(begin)

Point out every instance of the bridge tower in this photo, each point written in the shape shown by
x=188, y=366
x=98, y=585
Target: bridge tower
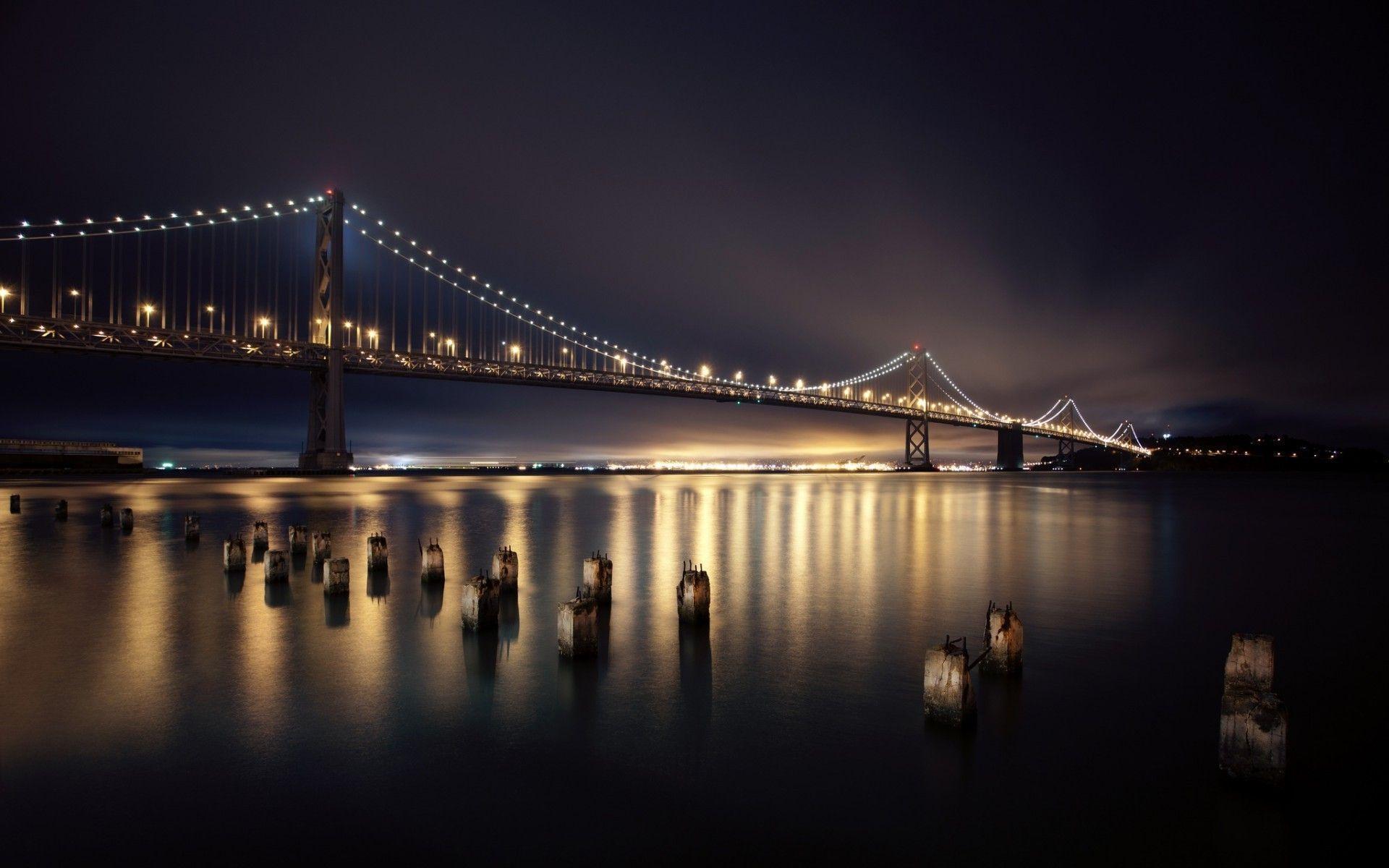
x=327, y=445
x=1066, y=446
x=1010, y=448
x=919, y=439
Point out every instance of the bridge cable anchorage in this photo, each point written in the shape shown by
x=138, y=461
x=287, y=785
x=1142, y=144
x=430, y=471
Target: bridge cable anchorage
x=959, y=391
x=1049, y=414
x=610, y=350
x=223, y=286
x=623, y=354
x=128, y=226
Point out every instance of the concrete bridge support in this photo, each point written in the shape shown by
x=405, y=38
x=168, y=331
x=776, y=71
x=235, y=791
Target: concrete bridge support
x=1010, y=448
x=919, y=436
x=326, y=448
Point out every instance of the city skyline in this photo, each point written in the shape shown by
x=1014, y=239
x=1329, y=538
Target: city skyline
x=763, y=216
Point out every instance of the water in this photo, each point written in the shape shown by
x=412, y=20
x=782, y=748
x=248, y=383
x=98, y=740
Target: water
x=152, y=703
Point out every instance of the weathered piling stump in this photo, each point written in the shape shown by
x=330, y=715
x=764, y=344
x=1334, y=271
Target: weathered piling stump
x=946, y=688
x=1253, y=736
x=234, y=555
x=481, y=603
x=506, y=567
x=323, y=546
x=377, y=553
x=1005, y=637
x=297, y=539
x=1250, y=663
x=579, y=625
x=277, y=566
x=431, y=569
x=598, y=576
x=692, y=593
x=335, y=576
x=1253, y=721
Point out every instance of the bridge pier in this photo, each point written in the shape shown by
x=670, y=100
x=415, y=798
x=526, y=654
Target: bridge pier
x=1010, y=448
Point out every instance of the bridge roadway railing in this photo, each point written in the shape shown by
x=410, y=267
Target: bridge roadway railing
x=66, y=335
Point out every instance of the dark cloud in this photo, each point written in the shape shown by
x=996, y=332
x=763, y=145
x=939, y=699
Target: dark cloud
x=1174, y=216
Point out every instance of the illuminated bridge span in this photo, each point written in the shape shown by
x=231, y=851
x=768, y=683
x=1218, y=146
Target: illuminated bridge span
x=328, y=288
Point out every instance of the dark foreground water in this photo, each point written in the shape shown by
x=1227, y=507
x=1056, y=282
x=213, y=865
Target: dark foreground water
x=153, y=707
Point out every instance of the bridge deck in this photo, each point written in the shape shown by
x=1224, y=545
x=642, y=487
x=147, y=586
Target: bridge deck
x=61, y=336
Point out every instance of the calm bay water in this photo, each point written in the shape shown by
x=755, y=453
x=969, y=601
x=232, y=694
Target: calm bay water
x=153, y=703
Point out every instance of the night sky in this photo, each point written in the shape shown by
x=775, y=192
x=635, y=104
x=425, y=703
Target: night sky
x=1177, y=217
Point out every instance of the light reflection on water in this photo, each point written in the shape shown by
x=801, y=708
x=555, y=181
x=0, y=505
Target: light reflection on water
x=794, y=720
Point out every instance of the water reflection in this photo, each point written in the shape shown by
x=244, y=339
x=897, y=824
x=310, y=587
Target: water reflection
x=378, y=584
x=336, y=610
x=278, y=593
x=431, y=599
x=509, y=618
x=825, y=592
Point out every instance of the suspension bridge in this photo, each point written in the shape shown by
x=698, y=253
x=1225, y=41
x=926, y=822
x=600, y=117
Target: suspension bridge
x=330, y=288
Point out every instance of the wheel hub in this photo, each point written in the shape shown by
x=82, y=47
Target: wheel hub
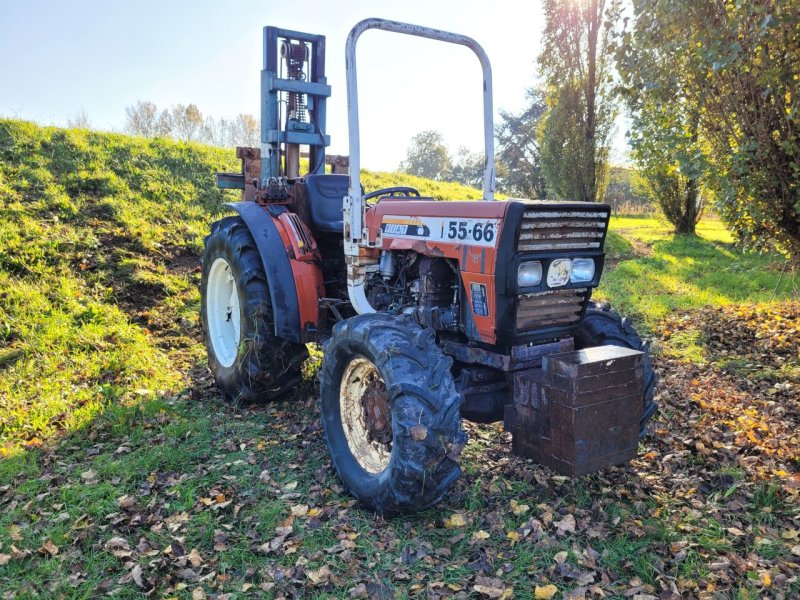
x=366, y=415
x=222, y=312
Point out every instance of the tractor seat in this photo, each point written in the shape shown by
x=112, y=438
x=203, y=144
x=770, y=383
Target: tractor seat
x=324, y=197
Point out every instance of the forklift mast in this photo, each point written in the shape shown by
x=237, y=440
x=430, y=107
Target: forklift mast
x=294, y=92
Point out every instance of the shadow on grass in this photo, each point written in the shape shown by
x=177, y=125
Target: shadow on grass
x=686, y=272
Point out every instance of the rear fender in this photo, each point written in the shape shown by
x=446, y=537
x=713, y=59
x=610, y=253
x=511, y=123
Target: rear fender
x=286, y=273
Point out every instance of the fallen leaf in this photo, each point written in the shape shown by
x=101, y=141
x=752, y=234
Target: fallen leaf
x=566, y=525
x=195, y=558
x=299, y=510
x=15, y=533
x=766, y=579
x=126, y=501
x=519, y=509
x=119, y=547
x=455, y=520
x=138, y=577
x=545, y=592
x=48, y=548
x=320, y=576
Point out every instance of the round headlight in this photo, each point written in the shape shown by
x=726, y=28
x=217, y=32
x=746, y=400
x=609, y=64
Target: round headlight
x=529, y=274
x=582, y=270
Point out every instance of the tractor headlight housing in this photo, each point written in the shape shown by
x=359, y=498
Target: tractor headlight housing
x=529, y=274
x=582, y=270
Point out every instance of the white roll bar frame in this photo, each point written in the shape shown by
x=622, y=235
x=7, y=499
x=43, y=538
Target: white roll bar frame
x=354, y=232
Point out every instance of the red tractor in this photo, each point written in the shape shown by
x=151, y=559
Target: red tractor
x=428, y=312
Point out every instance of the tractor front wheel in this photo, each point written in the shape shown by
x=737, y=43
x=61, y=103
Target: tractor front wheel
x=249, y=362
x=391, y=413
x=602, y=326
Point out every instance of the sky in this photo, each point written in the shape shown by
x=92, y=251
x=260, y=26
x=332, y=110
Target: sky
x=59, y=58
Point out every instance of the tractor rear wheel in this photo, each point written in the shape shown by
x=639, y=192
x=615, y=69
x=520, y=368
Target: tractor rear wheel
x=249, y=362
x=390, y=413
x=604, y=327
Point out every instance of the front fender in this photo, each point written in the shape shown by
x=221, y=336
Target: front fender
x=280, y=279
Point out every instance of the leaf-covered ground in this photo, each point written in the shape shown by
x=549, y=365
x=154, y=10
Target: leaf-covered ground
x=124, y=474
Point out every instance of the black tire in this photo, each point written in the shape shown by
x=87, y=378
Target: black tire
x=603, y=327
x=265, y=366
x=423, y=462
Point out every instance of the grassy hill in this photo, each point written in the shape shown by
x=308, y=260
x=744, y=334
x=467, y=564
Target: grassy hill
x=99, y=238
x=122, y=472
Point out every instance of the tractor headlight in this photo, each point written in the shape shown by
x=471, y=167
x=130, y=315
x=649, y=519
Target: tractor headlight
x=582, y=270
x=529, y=274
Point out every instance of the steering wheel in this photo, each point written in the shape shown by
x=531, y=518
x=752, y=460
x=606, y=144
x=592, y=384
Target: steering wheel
x=398, y=191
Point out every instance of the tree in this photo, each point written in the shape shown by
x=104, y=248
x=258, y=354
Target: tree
x=749, y=56
x=144, y=119
x=716, y=85
x=576, y=127
x=665, y=99
x=245, y=131
x=187, y=122
x=427, y=156
x=519, y=165
x=627, y=189
x=467, y=168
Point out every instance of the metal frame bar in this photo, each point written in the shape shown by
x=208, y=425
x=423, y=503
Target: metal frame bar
x=354, y=232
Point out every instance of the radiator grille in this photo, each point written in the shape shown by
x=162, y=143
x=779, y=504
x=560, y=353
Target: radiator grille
x=543, y=231
x=554, y=308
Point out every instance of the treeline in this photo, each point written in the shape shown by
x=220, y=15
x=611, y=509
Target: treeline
x=712, y=93
x=186, y=123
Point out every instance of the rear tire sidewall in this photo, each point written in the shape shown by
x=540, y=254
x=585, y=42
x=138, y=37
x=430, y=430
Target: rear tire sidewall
x=362, y=482
x=227, y=377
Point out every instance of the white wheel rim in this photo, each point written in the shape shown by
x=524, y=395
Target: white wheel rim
x=222, y=312
x=362, y=380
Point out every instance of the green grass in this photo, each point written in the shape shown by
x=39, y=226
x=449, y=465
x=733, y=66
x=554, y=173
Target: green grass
x=104, y=396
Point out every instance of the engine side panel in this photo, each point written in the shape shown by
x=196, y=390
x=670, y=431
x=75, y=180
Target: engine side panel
x=467, y=232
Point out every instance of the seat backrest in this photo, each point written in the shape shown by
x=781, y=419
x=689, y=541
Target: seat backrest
x=324, y=197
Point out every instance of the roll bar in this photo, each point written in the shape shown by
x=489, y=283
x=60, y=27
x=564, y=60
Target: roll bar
x=430, y=33
x=354, y=202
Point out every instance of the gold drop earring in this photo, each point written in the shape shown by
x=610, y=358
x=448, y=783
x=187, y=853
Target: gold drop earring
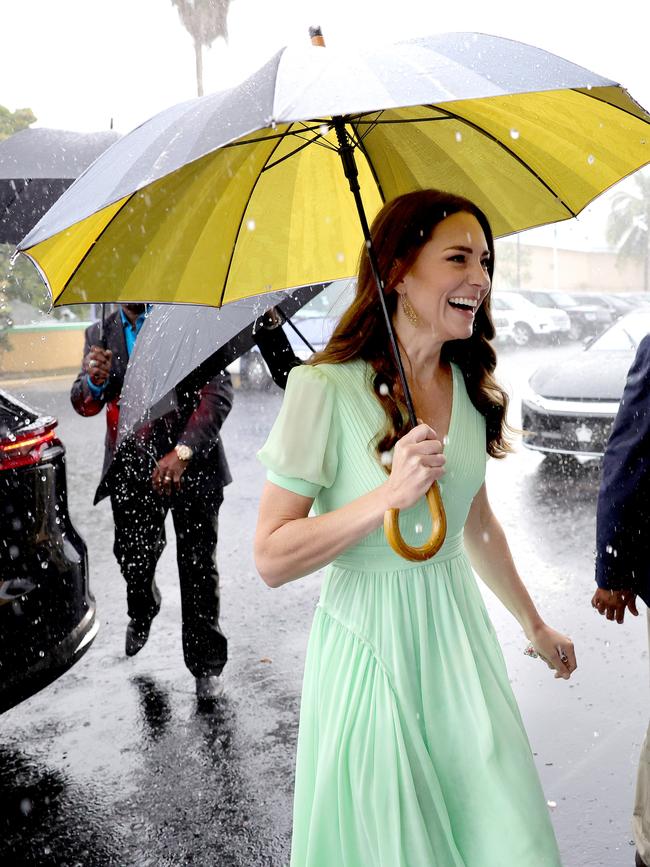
x=409, y=311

(end)

§ Problem statement:
Copy word for word the lines beginning with the one containing "Point out every instance of the dark foreground" and continuing through the one containing "x=153, y=703", with both of those lines included.

§ Complete answer:
Point out every instance of the dark foreground water in this photo, each point written in the shape shown by
x=1227, y=507
x=1056, y=282
x=213, y=865
Target: dark foreground water
x=153, y=707
Point out every instance of the bridge deck in this photo, each point written in the shape shown by
x=1224, y=545
x=642, y=487
x=147, y=586
Target: bridge deck
x=61, y=336
Point out every instance of the calm bay water in this photo, each point written in the shape shown by
x=755, y=453
x=969, y=601
x=232, y=694
Target: calm bay water
x=153, y=703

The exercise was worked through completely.